=== Passage provided ===
____

Yes, you’ve found a handful of critiques. There are also many critiques of conventional theories. The most controversial thing here is your claim that – despite the fact that critiques exist on both sides – that this is nevertheless not a controversy.
We can get a better idea of the depth of thought that you’ve put into this by taking a closer look at one of your sources, while asking the question: How many additional controversies are you failing to mention for your audience?
From your source, “Convincing a Young Scientist that Dark Matter Exists”:
A classic example is Einstein’s theory of gravity, general relativity.
The big idea was that matter and energy curved spacetime, and that
this curved spacetime was the cause of all the effects we attribute to
gravitational force.But it didn’t just explain all of the things that the old theory,
Newton’s gravity, explained. It also predicted an anomaly in Mercury’s
orbit, which had been observed but was hitherto unexplained. But
additionally, it also made a brand new prediction: that near very
massive objects, starlight would appear to bend!
This is unfortunately the textbook story of what happened. The more nuanced historical story which philosophers debate involves an additional photographic plate which was in conflict with Einstein’s prediction.
I learned how to measure the distances to different objects, both in
and out of our galaxy.

____

=== Dataset rows ===
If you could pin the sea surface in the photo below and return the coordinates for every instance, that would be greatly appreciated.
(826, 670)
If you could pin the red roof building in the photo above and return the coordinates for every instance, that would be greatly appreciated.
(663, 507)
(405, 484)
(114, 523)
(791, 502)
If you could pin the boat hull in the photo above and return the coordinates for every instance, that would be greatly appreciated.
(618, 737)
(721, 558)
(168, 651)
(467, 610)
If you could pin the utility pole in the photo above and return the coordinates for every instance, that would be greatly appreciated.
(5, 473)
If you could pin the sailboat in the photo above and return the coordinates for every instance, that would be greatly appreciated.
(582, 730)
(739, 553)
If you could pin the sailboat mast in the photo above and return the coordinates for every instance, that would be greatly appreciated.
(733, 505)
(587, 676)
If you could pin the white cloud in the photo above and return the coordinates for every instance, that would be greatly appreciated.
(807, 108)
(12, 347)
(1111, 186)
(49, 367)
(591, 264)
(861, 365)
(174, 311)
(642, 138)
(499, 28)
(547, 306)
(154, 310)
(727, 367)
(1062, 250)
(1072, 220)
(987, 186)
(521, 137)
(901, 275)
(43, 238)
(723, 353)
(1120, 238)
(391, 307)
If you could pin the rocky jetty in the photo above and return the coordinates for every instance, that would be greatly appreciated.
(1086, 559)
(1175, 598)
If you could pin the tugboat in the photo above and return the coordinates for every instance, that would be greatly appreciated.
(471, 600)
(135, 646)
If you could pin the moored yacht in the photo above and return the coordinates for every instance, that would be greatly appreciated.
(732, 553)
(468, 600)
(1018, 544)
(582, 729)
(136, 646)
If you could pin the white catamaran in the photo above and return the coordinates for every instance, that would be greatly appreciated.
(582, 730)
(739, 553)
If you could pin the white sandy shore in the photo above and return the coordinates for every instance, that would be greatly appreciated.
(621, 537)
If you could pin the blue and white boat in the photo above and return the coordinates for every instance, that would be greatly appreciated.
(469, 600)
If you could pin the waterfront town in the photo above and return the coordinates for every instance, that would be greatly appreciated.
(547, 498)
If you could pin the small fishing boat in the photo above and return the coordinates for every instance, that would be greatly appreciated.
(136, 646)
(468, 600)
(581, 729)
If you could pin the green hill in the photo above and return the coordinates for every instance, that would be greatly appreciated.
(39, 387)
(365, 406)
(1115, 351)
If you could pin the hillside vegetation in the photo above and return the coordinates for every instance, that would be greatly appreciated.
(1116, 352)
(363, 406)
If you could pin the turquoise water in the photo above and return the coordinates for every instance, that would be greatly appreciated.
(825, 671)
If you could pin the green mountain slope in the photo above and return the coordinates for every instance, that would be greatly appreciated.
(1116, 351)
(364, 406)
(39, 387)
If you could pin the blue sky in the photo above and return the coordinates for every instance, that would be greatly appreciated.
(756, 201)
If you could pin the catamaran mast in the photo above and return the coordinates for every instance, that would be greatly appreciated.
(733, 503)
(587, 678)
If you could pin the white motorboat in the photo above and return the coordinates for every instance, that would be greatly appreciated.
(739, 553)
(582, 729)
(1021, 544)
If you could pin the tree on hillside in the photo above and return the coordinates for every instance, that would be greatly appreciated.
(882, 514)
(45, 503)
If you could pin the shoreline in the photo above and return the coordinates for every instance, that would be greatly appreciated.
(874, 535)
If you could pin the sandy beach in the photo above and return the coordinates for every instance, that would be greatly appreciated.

____

=== Instructions to follow ===
Repeat verbatim the portion of the dark matter passage starting with "We can get a" and going on through "for your audience?".

=== Completed task ===
We can get a better idea of the depth of thought that you’ve put into this by taking a closer look at one of your sources, while asking the question: How many additional controversies are you failing to mention for your audience?